### Exercise requirements
Restate each record word for word, from the first to the last.

### Data extract
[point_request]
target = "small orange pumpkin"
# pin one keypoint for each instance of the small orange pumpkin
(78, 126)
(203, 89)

### Answer below
[point_request]
target = "small orange pumpkin"
# pin one keypoint for each instance of the small orange pumpkin
(78, 126)
(203, 89)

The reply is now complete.